In welcher Stadt verhandelten Nikol Paschinjan und Ilham Alijew laut dem Textauszug unter der Vermittlung von Charles Michel?

• Textauszug
· · · · · · ·

Im Mai haben verschiedene internationale Vermittler versucht, bei den Gesprächen zwischen Armenien und Aserbaidschan Fortschritte bei der Ausarbeitung eines Friedensvertrags zu erzielen. So trafen sich die Außenminister von Jerewan und Baku zunächst in Washington unter Beteiligung von US-Außenminister Antony Blinken. Anschließend verhandelten Nikol Paschinjan und Ilham Alijew unter der Vermittlung des Präsidenten des Europäischen Rates, Charles Michel, in Brüssel. Danach fanden Verhandlungen in Moskau statt.
Den westlichen Vermittlern zufolge wurden "bedeutende Fortschritte" bei den Verhandlungen erzielt, ohne dass jedoch Einzelheiten bekannt wurden. Was damit gemeint war, lässt sich aus der Erklärung des armenischen Premierministers zur Anerkennung der territorialen Integrität Aserbaidschans ableiten, in der das Schicksal der Armenier von Bergkarabach nur in vagen Worten erwähnt wurde.

· · · · · · ·

• Material zur Durchsicht
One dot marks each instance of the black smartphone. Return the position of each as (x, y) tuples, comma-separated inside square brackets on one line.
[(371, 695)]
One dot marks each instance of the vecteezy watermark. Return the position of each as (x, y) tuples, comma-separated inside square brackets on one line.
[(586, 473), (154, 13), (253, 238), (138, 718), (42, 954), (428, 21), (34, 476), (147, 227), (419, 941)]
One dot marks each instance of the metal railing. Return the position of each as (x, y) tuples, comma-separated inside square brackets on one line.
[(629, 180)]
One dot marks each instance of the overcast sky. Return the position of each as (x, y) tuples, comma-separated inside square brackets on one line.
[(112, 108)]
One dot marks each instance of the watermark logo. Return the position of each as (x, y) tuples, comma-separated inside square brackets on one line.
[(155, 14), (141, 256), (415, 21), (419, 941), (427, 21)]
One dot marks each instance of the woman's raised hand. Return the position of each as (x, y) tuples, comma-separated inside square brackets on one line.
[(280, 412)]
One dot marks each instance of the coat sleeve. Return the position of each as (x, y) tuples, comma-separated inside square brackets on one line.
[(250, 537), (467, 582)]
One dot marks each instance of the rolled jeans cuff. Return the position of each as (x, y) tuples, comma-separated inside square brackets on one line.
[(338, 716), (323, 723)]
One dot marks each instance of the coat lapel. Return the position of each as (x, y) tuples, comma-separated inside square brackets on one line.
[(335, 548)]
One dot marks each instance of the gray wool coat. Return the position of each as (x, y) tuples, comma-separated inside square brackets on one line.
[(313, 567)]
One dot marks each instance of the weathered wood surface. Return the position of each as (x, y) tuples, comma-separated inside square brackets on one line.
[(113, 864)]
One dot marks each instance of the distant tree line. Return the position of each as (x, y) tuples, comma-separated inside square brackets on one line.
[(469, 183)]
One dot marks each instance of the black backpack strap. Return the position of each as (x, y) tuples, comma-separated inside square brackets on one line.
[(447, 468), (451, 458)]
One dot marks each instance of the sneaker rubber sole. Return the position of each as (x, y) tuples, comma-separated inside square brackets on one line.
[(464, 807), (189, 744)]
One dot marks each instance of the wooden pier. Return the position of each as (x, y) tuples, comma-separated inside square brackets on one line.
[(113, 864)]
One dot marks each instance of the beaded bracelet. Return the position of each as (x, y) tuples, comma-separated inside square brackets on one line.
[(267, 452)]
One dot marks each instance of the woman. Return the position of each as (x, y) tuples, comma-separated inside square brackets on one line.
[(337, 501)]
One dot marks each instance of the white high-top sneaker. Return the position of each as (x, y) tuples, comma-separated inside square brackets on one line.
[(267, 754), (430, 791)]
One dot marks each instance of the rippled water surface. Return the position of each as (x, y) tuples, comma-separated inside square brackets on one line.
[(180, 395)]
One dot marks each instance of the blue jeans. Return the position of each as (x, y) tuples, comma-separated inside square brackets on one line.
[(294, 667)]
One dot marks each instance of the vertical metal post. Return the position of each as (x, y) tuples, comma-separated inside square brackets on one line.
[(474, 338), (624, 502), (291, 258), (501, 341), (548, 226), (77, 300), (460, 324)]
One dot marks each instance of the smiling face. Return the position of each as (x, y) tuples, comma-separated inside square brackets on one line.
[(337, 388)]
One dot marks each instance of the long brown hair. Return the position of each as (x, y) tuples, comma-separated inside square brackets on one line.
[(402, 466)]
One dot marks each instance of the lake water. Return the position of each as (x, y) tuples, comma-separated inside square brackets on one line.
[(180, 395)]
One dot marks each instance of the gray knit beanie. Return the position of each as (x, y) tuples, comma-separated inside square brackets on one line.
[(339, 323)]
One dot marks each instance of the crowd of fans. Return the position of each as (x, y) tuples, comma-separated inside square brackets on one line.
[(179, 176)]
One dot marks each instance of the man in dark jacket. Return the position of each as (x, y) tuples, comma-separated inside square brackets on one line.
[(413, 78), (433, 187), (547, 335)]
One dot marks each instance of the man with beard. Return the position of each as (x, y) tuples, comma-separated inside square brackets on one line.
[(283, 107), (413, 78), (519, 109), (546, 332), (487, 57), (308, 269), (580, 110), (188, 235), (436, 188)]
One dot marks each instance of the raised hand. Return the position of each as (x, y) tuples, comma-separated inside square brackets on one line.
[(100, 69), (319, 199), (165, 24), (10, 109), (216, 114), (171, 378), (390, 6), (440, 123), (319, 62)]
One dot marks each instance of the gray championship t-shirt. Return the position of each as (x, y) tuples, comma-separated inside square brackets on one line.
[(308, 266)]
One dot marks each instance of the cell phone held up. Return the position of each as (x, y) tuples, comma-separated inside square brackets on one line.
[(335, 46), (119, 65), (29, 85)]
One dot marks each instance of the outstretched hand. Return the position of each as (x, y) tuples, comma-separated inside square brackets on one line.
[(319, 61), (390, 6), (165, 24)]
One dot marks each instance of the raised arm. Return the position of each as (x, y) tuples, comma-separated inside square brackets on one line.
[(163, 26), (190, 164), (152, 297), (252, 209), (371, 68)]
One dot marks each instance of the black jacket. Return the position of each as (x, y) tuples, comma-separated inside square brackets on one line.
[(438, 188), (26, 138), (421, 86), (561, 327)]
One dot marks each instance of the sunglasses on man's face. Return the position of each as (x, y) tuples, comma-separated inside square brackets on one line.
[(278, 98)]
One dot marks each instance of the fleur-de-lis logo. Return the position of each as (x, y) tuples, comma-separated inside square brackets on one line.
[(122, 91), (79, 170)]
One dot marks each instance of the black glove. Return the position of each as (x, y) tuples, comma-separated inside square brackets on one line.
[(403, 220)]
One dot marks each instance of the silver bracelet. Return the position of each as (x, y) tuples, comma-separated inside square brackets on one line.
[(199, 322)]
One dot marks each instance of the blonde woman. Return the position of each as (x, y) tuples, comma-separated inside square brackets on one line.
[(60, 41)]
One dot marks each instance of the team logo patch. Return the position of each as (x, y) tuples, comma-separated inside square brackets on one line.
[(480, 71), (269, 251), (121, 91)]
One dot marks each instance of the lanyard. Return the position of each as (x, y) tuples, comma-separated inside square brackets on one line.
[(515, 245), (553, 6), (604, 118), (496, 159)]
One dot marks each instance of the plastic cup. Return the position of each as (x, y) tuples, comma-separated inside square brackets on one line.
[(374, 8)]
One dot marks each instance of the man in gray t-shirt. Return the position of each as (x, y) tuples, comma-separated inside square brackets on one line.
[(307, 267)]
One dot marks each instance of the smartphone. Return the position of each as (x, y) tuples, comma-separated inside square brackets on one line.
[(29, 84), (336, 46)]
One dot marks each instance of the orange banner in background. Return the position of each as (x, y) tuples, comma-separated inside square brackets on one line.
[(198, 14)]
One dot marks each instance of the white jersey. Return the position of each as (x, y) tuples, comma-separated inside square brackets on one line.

· · · · · · ·

• Schriftliche Antwort
In Brüssel.